START SUPPLIED MATERIAL

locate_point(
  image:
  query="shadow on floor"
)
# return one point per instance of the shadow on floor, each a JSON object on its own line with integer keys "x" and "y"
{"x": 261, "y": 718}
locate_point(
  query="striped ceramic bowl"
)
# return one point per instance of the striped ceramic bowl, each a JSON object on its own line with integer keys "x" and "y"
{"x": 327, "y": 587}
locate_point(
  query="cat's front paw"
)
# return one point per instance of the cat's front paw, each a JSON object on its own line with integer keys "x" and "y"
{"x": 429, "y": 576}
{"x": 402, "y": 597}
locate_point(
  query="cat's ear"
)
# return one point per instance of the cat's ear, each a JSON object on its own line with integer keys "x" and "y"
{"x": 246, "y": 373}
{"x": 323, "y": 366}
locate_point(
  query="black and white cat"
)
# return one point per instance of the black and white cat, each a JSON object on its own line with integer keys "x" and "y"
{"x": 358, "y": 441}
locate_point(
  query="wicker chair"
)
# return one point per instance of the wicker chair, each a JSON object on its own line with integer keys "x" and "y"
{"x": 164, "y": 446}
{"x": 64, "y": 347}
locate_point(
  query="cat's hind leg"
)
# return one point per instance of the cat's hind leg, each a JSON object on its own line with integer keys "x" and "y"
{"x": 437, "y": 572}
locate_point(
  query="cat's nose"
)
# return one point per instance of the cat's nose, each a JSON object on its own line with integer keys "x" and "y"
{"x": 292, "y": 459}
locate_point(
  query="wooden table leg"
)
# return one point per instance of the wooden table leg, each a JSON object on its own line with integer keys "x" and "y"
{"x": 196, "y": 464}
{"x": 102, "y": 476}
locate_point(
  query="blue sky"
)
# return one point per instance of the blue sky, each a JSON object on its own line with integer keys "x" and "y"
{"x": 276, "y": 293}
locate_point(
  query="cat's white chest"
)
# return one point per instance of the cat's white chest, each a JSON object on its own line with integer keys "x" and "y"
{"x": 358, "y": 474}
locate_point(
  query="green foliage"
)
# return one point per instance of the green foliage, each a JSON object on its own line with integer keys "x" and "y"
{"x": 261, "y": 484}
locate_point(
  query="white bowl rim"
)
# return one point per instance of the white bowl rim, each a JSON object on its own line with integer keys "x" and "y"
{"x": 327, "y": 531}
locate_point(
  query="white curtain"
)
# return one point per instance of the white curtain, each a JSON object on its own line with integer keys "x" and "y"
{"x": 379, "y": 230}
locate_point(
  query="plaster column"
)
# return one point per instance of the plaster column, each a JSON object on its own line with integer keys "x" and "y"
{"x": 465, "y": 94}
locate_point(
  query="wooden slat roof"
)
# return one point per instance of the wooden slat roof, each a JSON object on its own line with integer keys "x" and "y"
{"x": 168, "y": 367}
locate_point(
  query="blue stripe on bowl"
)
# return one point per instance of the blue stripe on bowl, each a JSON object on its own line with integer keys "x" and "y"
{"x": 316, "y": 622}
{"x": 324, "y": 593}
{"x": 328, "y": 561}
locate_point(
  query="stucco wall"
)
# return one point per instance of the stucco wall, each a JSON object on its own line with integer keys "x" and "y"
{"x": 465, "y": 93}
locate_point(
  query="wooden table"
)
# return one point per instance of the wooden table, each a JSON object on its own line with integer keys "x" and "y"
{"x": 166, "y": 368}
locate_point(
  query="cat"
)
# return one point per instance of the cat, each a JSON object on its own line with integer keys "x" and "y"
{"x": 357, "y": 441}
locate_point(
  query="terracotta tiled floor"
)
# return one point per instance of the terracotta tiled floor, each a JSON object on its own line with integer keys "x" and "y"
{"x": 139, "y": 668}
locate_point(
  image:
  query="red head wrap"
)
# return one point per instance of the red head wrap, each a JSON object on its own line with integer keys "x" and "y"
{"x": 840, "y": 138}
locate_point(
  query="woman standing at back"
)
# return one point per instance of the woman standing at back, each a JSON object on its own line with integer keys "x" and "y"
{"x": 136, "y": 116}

END SUPPLIED MATERIAL

> [AIM OF THE TASK]
All records above are to be printed exactly, with nothing omitted.

> [WRITTEN SOLUTION]
locate_point(
  image:
  query="shadow on floor"
)
# return one point per instance of the shadow on floor, each a JSON object on its own line with integer keys "x" and "y"
{"x": 261, "y": 718}
locate_point(
  query="striped ceramic bowl"
)
# return one point per instance of the striped ceramic bowl, each a JSON object on its own line with integer keys "x" and "y"
{"x": 327, "y": 587}
locate_point(
  query="cat's front paw"
)
# return one point per instance of the cat's front paw, each a JSON object on its own line with integer keys "x" and "y"
{"x": 429, "y": 576}
{"x": 402, "y": 597}
locate_point(
  query="cat's ear"
)
# return one point per instance of the cat's ear, each a JSON object on its own line with integer keys "x" and "y"
{"x": 246, "y": 373}
{"x": 323, "y": 366}
locate_point(
  query="black and white cat"
)
# return one point per instance of the black and white cat, each a JSON object on its own line with integer keys "x" and "y"
{"x": 358, "y": 441}
locate_point(
  query="wicker chair"
)
# return one point per instance of the wicker chair, each a JSON object on its own line with integer keys "x" and "y"
{"x": 164, "y": 446}
{"x": 64, "y": 347}
locate_point(
  query="cat's hind leg"
)
# return one point per instance of the cat's hind leg, each a JSON object on its own line with integer keys "x" and "y"
{"x": 437, "y": 572}
locate_point(
  query="cat's nose"
)
# return one point per instance of the cat's nose, each a JSON object on its own line with integer keys "x" and "y"
{"x": 292, "y": 459}
locate_point(
  query="wooden table leg"
)
# return one point per instance of the wooden table leg, each a JSON object on its own line with integer keys "x" and "y"
{"x": 196, "y": 464}
{"x": 102, "y": 476}
locate_point(
  query="blue sky"
)
# return one point per instance of the blue sky, each a JSON object on its own line with integer keys "x" and "y"
{"x": 276, "y": 293}
locate_point(
  query="cat's white chest"
)
# return one point per instance of the cat's white chest, each a JSON object on its own line with integer keys "x" and "y"
{"x": 358, "y": 474}
locate_point(
  query="green foliage"
)
# return one point per instance of the green foliage, each a JSON object on its own line with integer keys "x" and "y"
{"x": 261, "y": 484}
locate_point(
  query="white bowl rim"
)
# return one point per instance of the white bowl rim, each a JSON object on its own line with integer keys "x" and "y"
{"x": 327, "y": 531}
locate_point(
  query="white curtain"
)
# return one point per instance of the white curtain, each a JSON object on its own line with integer keys "x" and "y"
{"x": 379, "y": 230}
locate_point(
  query="plaster column"
)
# return one point per instance of the plaster column, each a JSON object on its own line with integer keys "x" and "y"
{"x": 465, "y": 94}
locate_point(
  query="wooden slat roof"
)
# return one point per instance of the wooden slat roof, each a JSON object on its own line with integer keys "x" and "y"
{"x": 168, "y": 367}
locate_point(
  query="blue stripe on bowl"
)
# return one point per instance of the blue stripe on bowl, each a JSON object on its own line with integer keys "x" and "y"
{"x": 316, "y": 622}
{"x": 324, "y": 593}
{"x": 328, "y": 561}
locate_point(
  query="stucco wall"
)
# return one point per instance of the stucco wall, each a JSON object on its own line with integer keys "x" and "y"
{"x": 465, "y": 93}
locate_point(
  query="wooden table"
)
# return one point per instance of the wooden table, each a JSON object on its own line with integer keys "x" and "y"
{"x": 166, "y": 368}
locate_point(
  query="cat"
)
# return one point per instance of the cat, each a JSON object on its own line with integer keys "x" and "y"
{"x": 357, "y": 441}
locate_point(
  query="terracotta tiled floor"
)
# return one point per instance of the terracotta tiled floor, each a JSON object on its own line with integer keys "x" and "y"
{"x": 139, "y": 668}
locate_point(
  image:
  query="red head wrap"
)
# return one point per instance of the red head wrap, each a JSON object on its own line with integer keys "x" and "y"
{"x": 840, "y": 138}
locate_point(
  query="woman standing at back"
)
# return one point per instance of the woman standing at back, each a JSON object on its own line with integer keys "x" and "y"
{"x": 136, "y": 116}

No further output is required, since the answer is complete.